Given text:
— BEGIN —

Skip to content

[SUPPORT] Col-stats MDT mis-records nullCount=valueCount when Parquet column stats are absent (e.g. due to long string values), causing silent zero-row query results #18755

@linliu-code

Description

@linliu-code

Describe the problem you faced

When Hudi's column-stats MDT writes a file's stats and the underlying Parquet file omits column-chunk statistics (which parquet-mr does when at least one value exceeds the stats truncation threshold, e.g. a string > ~1 KB), Hudi mis-records the file's stats as nullCount = valueCount — semantically "all N values in this file are NULL."

On query, Hudi's data-skipping reader uses this MDT record and concludes "no row in this file can match any non-null predicate," so the file is silently skipped. Equality predicates against any column of that file (including short, non-null values in the same file) return zero rows.

This is silent data loss for any Hudi 1.1.1 table where:

  • col-stats MDT is enabled (the 1.1.1 default), and
  • at least one row in the file has a value larger than parquet-mr's stats truncation threshold for its column type (~1 KB for binary/string).

— END —

Set problem 1:
Decide whether each of the following statements agrees with the issue report, answering yes or no and quoting the words of the issue report that settle it. (a) Column-stats MDT is enabled by default in Hudi 1.1.1. (b) In an affected file, equality predicates on short, non-null values still return the matching rows. (c) parquet-mr omits column-chunk statistics only when every value in the column exceeds the truncation threshold.
Set problem 2:
Write out the part of the issue report starting with "When Hudi's column-stats" and going on through "return zero rows.", keeping every word unchanged.

Dataset content:

— BEGIN —

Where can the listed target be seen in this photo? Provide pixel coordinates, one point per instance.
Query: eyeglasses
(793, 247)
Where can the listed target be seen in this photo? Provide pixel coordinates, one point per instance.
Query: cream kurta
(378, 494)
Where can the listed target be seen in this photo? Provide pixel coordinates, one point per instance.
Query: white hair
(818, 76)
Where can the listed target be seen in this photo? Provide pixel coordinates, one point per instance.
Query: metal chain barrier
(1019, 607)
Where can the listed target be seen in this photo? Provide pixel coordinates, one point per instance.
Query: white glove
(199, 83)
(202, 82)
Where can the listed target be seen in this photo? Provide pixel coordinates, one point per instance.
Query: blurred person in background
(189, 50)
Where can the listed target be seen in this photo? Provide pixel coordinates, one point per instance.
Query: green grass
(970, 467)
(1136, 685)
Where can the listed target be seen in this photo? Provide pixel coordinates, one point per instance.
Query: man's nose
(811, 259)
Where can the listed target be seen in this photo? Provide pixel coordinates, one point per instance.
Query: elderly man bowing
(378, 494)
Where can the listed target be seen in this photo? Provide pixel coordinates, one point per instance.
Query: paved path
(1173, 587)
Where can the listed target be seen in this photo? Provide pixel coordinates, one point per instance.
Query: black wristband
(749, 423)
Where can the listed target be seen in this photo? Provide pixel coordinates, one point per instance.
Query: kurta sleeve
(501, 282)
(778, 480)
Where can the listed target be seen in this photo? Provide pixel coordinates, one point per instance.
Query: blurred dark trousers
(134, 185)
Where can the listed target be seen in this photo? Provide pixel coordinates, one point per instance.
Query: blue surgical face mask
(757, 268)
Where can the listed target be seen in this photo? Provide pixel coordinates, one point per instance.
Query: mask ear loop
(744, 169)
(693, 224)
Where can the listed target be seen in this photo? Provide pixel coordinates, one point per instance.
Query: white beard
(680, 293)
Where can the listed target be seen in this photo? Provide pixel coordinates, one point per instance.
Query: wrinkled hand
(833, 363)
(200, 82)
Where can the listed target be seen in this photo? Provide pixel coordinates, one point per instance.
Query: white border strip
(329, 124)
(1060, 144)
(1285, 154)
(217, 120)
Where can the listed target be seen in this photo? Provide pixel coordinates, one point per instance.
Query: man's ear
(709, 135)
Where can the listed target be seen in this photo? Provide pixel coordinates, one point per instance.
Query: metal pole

— END —

Task solution 1:
(a) Yes: "col-stats MDT is enabled (the 1.1.1 default)"
(b) No: "Equality predicates against any column of that file (including short, non-null values in the same file) return zero rows."
(c) No: "which parquet-mr does when at least one value exceeds the stats truncation threshold"

Task solution 2:
When Hudi's column-stats MDT writes a file's stats and the underlying Parquet file omits column-chunk statistics (which parquet-mr does when at least one value exceeds the stats truncation threshold, e.g. a string > ~1 KB), Hudi mis-records the file's stats as nullCount = valueCount — semantically "all N values in this file are NULL."

On query, Hudi's data-skipping reader uses this MDT record and concludes "no row in this file can match any non-null predicate," so the file is silently skipped. Equality predicates against any column of that file (including short, non-null values in the same file) return zero rows.